* Problem requirements *
All lines at or after the one containing "point: railing on", up to the last line of the material, must be repeated exactly, and no others.

* Task data *
%%

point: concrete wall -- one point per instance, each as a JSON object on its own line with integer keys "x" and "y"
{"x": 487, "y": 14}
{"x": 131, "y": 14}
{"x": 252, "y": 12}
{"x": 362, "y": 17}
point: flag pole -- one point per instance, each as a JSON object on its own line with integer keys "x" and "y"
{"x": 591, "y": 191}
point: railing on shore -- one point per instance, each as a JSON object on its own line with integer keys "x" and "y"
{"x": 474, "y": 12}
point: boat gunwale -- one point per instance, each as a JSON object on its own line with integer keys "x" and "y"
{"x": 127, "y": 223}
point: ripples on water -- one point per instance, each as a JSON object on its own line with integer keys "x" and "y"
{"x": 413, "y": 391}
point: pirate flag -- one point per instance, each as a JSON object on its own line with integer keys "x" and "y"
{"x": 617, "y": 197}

%%

* Worked solution *
point: railing on shore -- one point per instance, each as a JSON object on its own line with integer keys "x" and "y"
{"x": 474, "y": 12}
point: boat gunwale -- one point per instance, each as a JSON object on its own line with integer keys "x" and "y"
{"x": 127, "y": 223}
point: ripples on water -- one point per instance, each as a JSON object on its own line with integer keys "x" and "y"
{"x": 413, "y": 391}
point: pirate flag -- one point per instance, each as a JSON object on its own line with integer keys "x" and "y"
{"x": 617, "y": 197}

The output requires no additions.